Stated task = Quote all of the data below exactly, please.
Start Material for this exercise
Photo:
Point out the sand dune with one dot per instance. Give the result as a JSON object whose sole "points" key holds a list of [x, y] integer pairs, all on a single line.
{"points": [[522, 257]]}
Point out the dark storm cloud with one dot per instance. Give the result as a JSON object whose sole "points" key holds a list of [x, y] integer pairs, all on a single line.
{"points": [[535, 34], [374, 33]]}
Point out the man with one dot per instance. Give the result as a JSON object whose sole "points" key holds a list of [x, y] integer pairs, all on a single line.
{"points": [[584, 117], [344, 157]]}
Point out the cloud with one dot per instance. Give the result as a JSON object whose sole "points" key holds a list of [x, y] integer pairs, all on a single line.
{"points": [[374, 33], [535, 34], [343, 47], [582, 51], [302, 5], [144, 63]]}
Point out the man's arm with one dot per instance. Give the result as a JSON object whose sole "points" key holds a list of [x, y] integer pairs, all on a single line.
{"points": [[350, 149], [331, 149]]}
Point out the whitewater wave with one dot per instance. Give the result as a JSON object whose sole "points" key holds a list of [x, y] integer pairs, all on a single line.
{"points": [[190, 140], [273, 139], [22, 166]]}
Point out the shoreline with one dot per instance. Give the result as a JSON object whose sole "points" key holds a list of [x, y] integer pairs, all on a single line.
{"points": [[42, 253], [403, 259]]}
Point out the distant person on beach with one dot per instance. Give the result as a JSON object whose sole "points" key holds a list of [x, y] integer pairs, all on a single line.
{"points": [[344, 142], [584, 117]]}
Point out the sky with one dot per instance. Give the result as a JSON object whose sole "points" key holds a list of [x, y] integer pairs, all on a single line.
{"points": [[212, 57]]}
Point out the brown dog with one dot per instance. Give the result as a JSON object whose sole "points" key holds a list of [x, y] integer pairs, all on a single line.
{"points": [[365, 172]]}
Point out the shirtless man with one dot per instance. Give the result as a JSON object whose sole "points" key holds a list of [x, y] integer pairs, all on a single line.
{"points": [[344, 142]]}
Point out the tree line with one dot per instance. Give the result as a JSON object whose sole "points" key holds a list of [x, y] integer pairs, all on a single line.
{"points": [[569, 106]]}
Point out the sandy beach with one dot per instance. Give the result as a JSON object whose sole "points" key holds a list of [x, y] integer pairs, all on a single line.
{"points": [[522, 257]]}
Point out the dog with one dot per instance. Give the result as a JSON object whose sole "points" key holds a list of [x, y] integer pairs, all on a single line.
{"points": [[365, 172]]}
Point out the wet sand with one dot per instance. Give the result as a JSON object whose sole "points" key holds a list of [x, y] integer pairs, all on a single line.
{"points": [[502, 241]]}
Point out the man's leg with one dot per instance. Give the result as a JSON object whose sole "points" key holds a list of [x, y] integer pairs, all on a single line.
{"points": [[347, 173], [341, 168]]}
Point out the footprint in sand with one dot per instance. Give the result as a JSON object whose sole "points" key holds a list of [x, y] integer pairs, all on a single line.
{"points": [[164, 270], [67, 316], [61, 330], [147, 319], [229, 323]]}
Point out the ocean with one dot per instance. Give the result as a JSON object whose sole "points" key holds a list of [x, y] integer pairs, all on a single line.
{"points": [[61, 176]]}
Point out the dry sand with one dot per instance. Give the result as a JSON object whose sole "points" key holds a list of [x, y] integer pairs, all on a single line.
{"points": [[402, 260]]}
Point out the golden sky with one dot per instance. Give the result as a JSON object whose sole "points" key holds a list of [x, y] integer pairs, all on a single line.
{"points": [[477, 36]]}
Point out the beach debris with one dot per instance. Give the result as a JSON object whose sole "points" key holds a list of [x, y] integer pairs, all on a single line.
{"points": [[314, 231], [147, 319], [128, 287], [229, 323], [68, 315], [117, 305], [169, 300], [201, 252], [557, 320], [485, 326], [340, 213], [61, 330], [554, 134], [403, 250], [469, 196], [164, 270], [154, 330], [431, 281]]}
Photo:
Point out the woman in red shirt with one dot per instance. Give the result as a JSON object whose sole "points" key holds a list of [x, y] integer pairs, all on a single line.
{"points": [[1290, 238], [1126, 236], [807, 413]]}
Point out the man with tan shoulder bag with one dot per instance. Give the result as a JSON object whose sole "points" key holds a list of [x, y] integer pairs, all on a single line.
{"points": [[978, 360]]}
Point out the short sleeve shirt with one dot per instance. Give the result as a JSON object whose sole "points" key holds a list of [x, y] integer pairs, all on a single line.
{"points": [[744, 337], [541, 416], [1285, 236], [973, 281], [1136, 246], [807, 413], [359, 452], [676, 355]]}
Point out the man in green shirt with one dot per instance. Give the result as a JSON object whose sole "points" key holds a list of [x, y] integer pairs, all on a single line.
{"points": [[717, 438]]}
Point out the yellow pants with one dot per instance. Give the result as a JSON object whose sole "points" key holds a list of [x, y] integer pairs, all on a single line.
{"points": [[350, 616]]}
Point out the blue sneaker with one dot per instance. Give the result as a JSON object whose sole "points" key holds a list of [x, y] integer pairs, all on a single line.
End Material for this exercise
Response =
Photo:
Point out the sand dune with one dot per instance. Give the result as a JSON object whose sole "points" key holds a list of [x, y] integer pairs, all on a single line.
{"points": [[522, 257]]}
Point out the dark storm cloud with one dot per instance. Give the result as a JSON object whose sole "points" key holds a list of [x, y] integer pairs, all on a single line.
{"points": [[535, 34], [374, 33]]}
Point out the man with one dot per instance. Give the result as a JSON object whose sole "points" key holds a list of [x, y] integer pairs, all on a single line.
{"points": [[584, 117], [344, 157]]}
Point out the cloud with one dot per instance. Give the result as a JSON object whose sole "points" key holds a list of [x, y] integer pairs, all on a single line.
{"points": [[374, 33], [535, 34], [343, 47], [582, 51], [302, 5], [144, 63]]}
Point out the man's arm with one dot per instance. Give the result as a JSON object whose sole "points" key holds a list of [x, y] integer pairs, all on a single line.
{"points": [[350, 149], [331, 149]]}
Point out the whitewater wave with one dot per instance. Give the result as a JSON object whose sole "points" key holds a list of [x, y] integer pairs, all on a single line.
{"points": [[190, 140], [273, 139], [22, 166]]}
Point out the shoreline with one dot per instance. Give the result as a JSON object whose sole "points" key holds a list of [x, y] integer pairs, all on a single line.
{"points": [[42, 253], [403, 259]]}
Point out the distant person on beach with one dot per instance. Give the result as a JSON object whose sole "points" key holds a list of [x, y] integer pairs, all on a single line.
{"points": [[344, 142], [584, 117]]}
Point out the sky with one dot per instance. Give the result as a JSON object whose sole "points" key holds a list of [x, y] integer pairs, all on a single line.
{"points": [[212, 57]]}
Point out the brown dog with one dot per instance. Give the result as a JSON object whose sole "points" key holds a list of [x, y] integer pairs, all on a single line.
{"points": [[365, 172]]}
Point out the shirtless man with one dot per instance. Give the result as a JSON object whose sole "points" key holds a list of [x, y] integer pairs, all on a single line.
{"points": [[344, 142]]}
Point out the tree line with one dot per instance. Give the result as a JSON object whose sole "points" key holds a list of [x, y] integer pairs, all on a single line.
{"points": [[569, 106]]}
Point out the sandy beach with one dot per instance. Give the result as a JSON object whose sole "points" key holds a list of [x, y] integer pairs, all on a single line.
{"points": [[522, 257]]}
Point out the dog with one dot per instance. Give the result as a JSON object whose sole "points" key holds a list of [x, y] integer pairs, all on a single line.
{"points": [[365, 172]]}
Point out the wet sand with one dot per instance. Give the result as a JSON object whose sole "points" key holds a list of [x, y] integer pairs, all on a single line.
{"points": [[502, 241]]}
Point out the man's leg with one dot per instance. Give the result as a JSON object whose sole "points" key holds a list of [x, y] integer pairs, all on a single line.
{"points": [[347, 173], [341, 168]]}
Point out the footprint in sand with one dot per instance. Give the result as a JSON object whose sole "points" key holds a list of [x, y] integer pairs, all on a single line.
{"points": [[164, 270], [67, 316], [61, 330], [147, 319], [229, 323]]}
Point out the ocean with one dot per instance. Give the result as a JSON object whose sole "points" key holds a list of [x, y] integer pairs, all on a single line.
{"points": [[61, 176]]}
Point out the dry sand with one dot per instance. Give the result as a JSON object whose sole "points" key holds a list of [x, y] integer pairs, all on a single line.
{"points": [[402, 260]]}
Point out the golden sky with one dot per instance. Give the result as a JSON object whose sole "points" key holds a list of [x, y] integer pairs, all on a single line.
{"points": [[477, 36]]}
Point out the beach debris with one dot per instance. Give the result as a JSON object whose sole "points" key holds a list of [x, y] integer pairs, all on a single line.
{"points": [[314, 231], [147, 319], [128, 287], [229, 323], [68, 315], [117, 305], [169, 300], [201, 252], [557, 320], [485, 326], [340, 213], [61, 330], [554, 134], [403, 250], [469, 196], [164, 270], [154, 330], [431, 281]]}
Photo:
Point out the woman in red shirt with one dot per instance. Give the result as a JSON object whose sole "points" key holds a list of [x, y] integer pairs, all on a single line.
{"points": [[1290, 238], [1126, 236], [807, 413]]}
Point out the man with tan shoulder bag with one dot per instance. Give the result as a JSON object whose sole "points" key holds a list of [x, y] integer pairs, all on a single line.
{"points": [[978, 360]]}
Point out the short sleeve shirt with one dot per instance. Give the result as a JSON object whose sole "points" key holds a list of [x, y] integer pairs, all on a single line.
{"points": [[744, 337], [541, 416], [1285, 236], [973, 281], [1136, 246], [807, 413], [359, 452], [676, 355]]}
Point out the man in green shirt with one dot per instance. Give the result as a JSON object whose sole "points" key holds a list of [x, y] integer pairs, all on a single line.
{"points": [[717, 438]]}
Point out the yellow pants with one dot per instance. Give the result as a JSON object whose sole "points" key holds a list of [x, y] integer pairs, all on a single line.
{"points": [[350, 616]]}
Point out the blue sneaker with one dot per instance. Give the result as a JSON object whose sole "points" key holds a list of [x, y] integer pairs, all on a single line.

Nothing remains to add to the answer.